The records -
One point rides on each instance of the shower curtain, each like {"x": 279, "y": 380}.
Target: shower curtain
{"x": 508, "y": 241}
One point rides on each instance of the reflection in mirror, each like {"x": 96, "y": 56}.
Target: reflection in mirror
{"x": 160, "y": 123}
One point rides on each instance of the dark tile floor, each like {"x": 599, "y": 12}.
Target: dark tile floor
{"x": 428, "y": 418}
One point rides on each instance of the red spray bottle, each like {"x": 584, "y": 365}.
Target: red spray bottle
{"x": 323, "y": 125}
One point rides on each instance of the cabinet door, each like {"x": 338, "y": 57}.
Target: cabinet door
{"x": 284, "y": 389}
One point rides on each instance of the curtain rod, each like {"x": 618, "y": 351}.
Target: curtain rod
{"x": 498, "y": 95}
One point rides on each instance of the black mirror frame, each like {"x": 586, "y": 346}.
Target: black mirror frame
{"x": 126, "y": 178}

Exercise task - Repeat every one of the records above word for word, with each line kept unchanged and in its original order.

Task output -
One point rides on each instance of the shower curtain, each like {"x": 279, "y": 380}.
Target: shower curtain
{"x": 508, "y": 241}
One point rides on each instance of the reflection in mirror, each like {"x": 96, "y": 56}.
Target: reflection in mirror
{"x": 160, "y": 123}
One point rides on each instance of the dark tile floor, each like {"x": 599, "y": 12}.
Target: dark tile floor
{"x": 428, "y": 418}
One point rides on each instance of the red spray bottle, each like {"x": 584, "y": 365}.
Target: red spray bottle
{"x": 323, "y": 125}
One point rides on each instance of the cabinet door, each like {"x": 338, "y": 57}.
Target: cabinet door
{"x": 284, "y": 389}
One point rides on each instance of the curtain rod, each like {"x": 618, "y": 351}.
Target: curtain rod
{"x": 498, "y": 95}
One point rides on each instance of the black mirror frame, each like {"x": 586, "y": 346}.
Target: black mirror frame
{"x": 126, "y": 178}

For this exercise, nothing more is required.